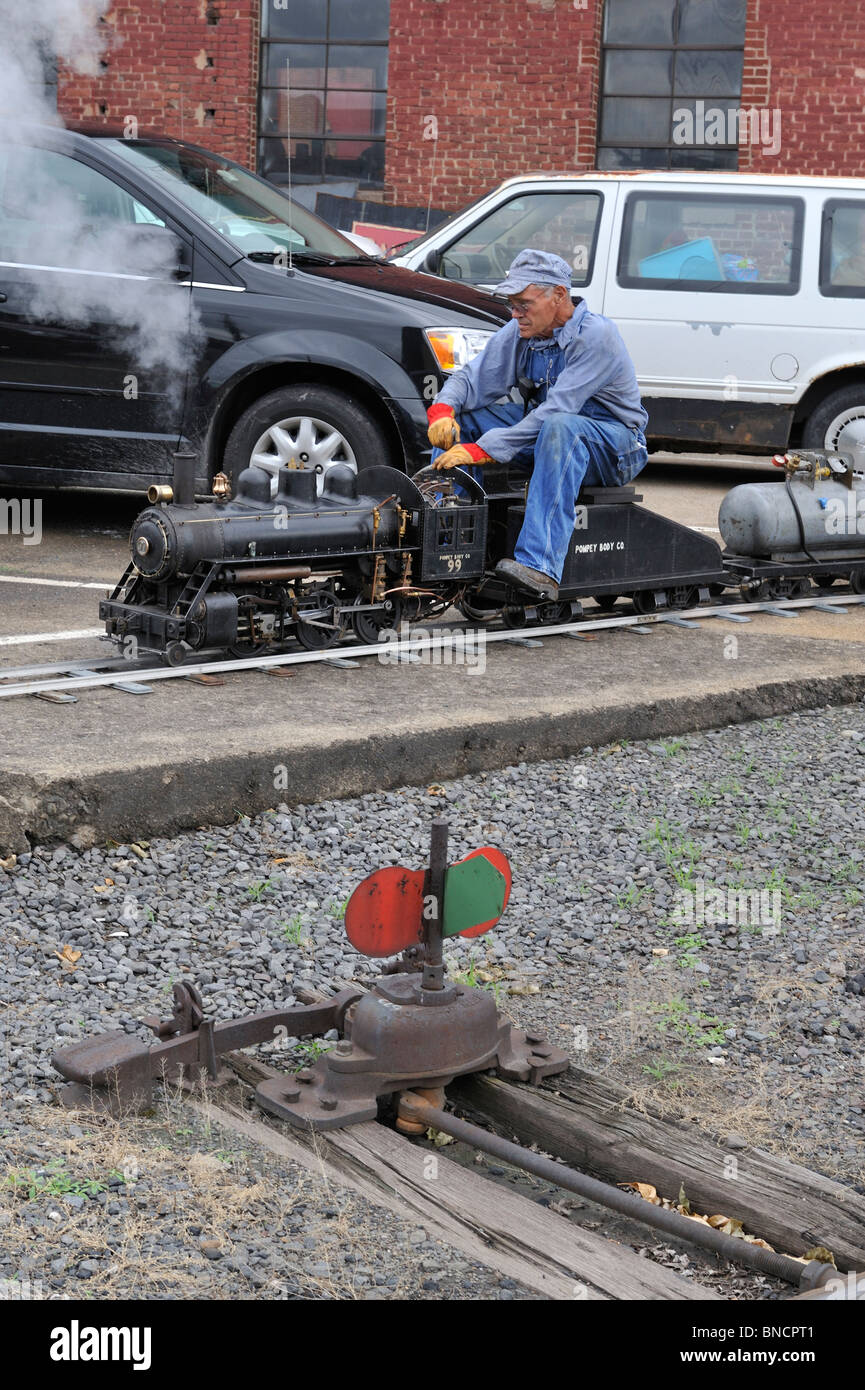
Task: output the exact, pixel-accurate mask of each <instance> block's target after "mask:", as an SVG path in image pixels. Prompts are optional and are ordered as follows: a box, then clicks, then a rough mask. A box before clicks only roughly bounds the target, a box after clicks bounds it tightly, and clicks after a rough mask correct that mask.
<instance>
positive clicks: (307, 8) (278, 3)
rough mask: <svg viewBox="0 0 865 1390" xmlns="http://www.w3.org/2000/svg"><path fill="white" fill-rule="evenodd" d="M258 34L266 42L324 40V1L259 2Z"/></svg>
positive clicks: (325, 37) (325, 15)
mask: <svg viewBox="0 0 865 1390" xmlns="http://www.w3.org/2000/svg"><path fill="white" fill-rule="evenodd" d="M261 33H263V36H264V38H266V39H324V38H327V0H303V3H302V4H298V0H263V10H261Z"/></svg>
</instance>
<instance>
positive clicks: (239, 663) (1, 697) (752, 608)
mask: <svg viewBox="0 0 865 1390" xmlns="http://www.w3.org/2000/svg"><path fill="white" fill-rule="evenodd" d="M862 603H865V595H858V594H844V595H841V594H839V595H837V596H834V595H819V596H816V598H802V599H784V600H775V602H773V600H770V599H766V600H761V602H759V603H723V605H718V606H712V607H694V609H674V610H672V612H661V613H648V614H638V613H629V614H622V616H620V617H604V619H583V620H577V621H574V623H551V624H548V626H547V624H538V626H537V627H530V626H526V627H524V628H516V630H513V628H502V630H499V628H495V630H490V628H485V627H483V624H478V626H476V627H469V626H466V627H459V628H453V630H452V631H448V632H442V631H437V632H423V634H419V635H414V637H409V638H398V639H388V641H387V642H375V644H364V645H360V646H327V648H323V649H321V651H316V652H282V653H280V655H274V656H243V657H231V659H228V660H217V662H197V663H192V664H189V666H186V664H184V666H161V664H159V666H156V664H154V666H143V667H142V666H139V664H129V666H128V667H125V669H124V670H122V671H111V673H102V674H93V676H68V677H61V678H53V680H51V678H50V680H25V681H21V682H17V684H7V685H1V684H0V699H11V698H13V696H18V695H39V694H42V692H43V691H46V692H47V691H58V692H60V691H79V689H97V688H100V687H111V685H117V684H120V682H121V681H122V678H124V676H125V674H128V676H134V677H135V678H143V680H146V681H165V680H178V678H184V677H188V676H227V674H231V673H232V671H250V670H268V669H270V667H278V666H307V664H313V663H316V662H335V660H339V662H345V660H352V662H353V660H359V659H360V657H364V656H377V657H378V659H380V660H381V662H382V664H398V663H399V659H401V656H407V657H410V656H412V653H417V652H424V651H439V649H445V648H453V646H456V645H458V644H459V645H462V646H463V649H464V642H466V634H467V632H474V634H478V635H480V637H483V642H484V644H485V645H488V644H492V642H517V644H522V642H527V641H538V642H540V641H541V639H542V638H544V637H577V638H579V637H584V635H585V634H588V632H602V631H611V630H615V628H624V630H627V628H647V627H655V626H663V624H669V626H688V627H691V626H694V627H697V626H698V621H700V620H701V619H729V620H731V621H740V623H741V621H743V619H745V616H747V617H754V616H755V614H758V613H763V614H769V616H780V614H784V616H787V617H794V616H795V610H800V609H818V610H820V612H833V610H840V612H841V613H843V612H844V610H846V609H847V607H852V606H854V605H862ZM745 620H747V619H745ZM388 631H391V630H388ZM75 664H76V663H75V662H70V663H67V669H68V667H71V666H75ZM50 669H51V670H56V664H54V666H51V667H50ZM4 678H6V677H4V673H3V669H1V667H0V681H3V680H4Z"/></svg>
——
Reproduce the material above verbatim, line for line, omitting the pictures.

Task: output the exact, pixel-accurate mask of each <instance> block's target after "mask:", as an SVG path in image pixels. Prompts are optional and are ordered as follows: a box, then clicks, then a rough mask. A box before clicks only roughly bounds the target, a box after clicks bounds it tightly, and clicks after a rough mask correct that mask.
<instance>
positive clicks: (307, 8) (278, 3)
rough mask: <svg viewBox="0 0 865 1390" xmlns="http://www.w3.org/2000/svg"><path fill="white" fill-rule="evenodd" d="M258 34L266 42L324 40V1L259 2Z"/></svg>
positive clicks: (325, 37) (325, 15)
mask: <svg viewBox="0 0 865 1390" xmlns="http://www.w3.org/2000/svg"><path fill="white" fill-rule="evenodd" d="M261 33H263V36H264V38H266V39H324V38H327V0H303V3H302V4H298V0H263V10H261Z"/></svg>
</instance>
<instance>
positive clicks: (239, 663) (1, 697) (752, 608)
mask: <svg viewBox="0 0 865 1390" xmlns="http://www.w3.org/2000/svg"><path fill="white" fill-rule="evenodd" d="M862 603H865V595H858V594H844V595H841V594H839V595H837V596H834V595H819V596H816V598H802V599H784V600H775V602H773V600H770V599H766V600H761V602H759V603H723V605H718V606H712V607H694V609H674V610H672V612H661V613H648V614H638V613H629V614H622V616H620V617H604V619H583V620H577V621H574V623H551V624H548V626H547V624H538V626H537V627H530V626H526V627H524V628H516V630H513V628H502V630H499V628H495V630H490V628H485V627H483V624H478V626H476V627H469V626H466V627H459V628H453V630H452V631H448V632H442V631H437V632H423V634H419V635H414V637H409V638H398V639H388V641H387V642H375V644H364V645H360V646H327V648H323V649H321V651H316V652H282V653H280V655H274V656H243V657H231V659H228V660H217V662H197V663H192V664H189V666H186V664H184V666H161V664H159V666H156V664H154V666H143V667H142V666H139V664H129V666H128V667H125V669H124V670H122V671H111V673H102V674H93V676H68V677H61V678H53V680H51V678H50V680H25V681H21V682H17V684H7V685H1V684H0V699H11V698H13V696H18V695H39V694H42V692H43V691H46V692H47V691H58V692H60V691H79V689H97V688H100V687H111V685H117V684H120V682H121V681H122V678H124V676H125V674H128V676H134V677H135V678H143V680H146V681H165V680H178V678H184V677H188V676H227V674H231V673H232V671H250V670H268V669H270V667H278V666H307V664H313V663H316V662H335V660H339V662H345V660H352V662H353V660H359V659H360V657H364V656H377V657H378V659H380V660H381V662H382V664H398V663H399V659H401V656H407V657H410V656H412V653H417V652H424V651H439V649H445V648H453V646H456V645H458V644H459V645H462V646H463V649H464V642H466V634H467V632H474V634H478V635H480V637H483V642H484V644H485V645H488V644H492V642H517V644H522V642H527V641H538V642H540V641H541V639H542V638H544V637H577V638H579V637H584V635H585V634H588V632H602V631H611V630H615V628H624V630H627V628H647V627H655V626H663V624H669V626H688V627H691V626H694V627H697V626H698V621H700V620H701V619H729V620H731V621H740V623H741V621H743V619H745V616H747V617H754V616H755V614H758V613H763V614H769V616H780V614H784V616H787V617H794V616H795V610H800V609H818V610H820V612H833V610H840V612H841V613H843V612H844V610H846V609H847V607H852V606H854V605H862ZM745 620H747V619H745ZM388 631H391V630H388ZM75 664H76V663H75V662H70V663H67V669H68V667H71V666H75ZM50 669H51V670H56V664H54V666H51V667H50ZM4 678H6V677H4V673H3V669H1V667H0V681H3V680H4Z"/></svg>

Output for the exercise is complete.